Copy out the part of the records below that opens with the line containing "white window frame." and runs through the end of the records, keeping every line unchanged and including both ends.

[Point-based annotation records]
'''
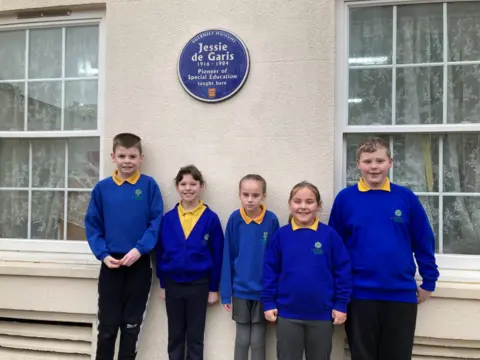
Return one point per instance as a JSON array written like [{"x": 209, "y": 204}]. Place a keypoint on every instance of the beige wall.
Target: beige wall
[{"x": 281, "y": 125}]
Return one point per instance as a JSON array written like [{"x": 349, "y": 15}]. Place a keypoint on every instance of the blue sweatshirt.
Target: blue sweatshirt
[
  {"x": 243, "y": 255},
  {"x": 306, "y": 274},
  {"x": 382, "y": 230},
  {"x": 186, "y": 260},
  {"x": 122, "y": 217}
]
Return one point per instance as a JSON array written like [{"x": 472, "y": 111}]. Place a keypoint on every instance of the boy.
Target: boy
[
  {"x": 122, "y": 225},
  {"x": 382, "y": 224}
]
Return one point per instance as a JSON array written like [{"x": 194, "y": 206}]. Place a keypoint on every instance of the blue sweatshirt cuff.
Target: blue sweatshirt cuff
[
  {"x": 428, "y": 285},
  {"x": 226, "y": 300},
  {"x": 340, "y": 306},
  {"x": 269, "y": 306}
]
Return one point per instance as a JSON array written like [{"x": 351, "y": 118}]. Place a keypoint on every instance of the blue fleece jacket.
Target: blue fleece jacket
[
  {"x": 122, "y": 217},
  {"x": 243, "y": 255},
  {"x": 382, "y": 230},
  {"x": 186, "y": 260},
  {"x": 306, "y": 274}
]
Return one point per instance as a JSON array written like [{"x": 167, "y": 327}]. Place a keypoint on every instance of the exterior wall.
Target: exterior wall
[{"x": 281, "y": 125}]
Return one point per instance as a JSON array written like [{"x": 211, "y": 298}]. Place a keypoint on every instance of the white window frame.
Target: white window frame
[
  {"x": 469, "y": 265},
  {"x": 62, "y": 251}
]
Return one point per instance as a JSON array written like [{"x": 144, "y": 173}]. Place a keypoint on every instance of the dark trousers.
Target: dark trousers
[
  {"x": 186, "y": 305},
  {"x": 294, "y": 337},
  {"x": 381, "y": 330},
  {"x": 122, "y": 301}
]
'''
Task solution:
Return one point per instance as a JSON array written like [{"x": 211, "y": 298}]. Place a keypoint on every instance of the white window frame.
Target: white window frame
[
  {"x": 469, "y": 265},
  {"x": 62, "y": 251}
]
Return one point per instance as a JSON array written like [{"x": 144, "y": 173}]. Place a keypoint on every instance of the dark trousers.
Target: dark trousers
[
  {"x": 186, "y": 305},
  {"x": 294, "y": 337},
  {"x": 381, "y": 330},
  {"x": 122, "y": 301}
]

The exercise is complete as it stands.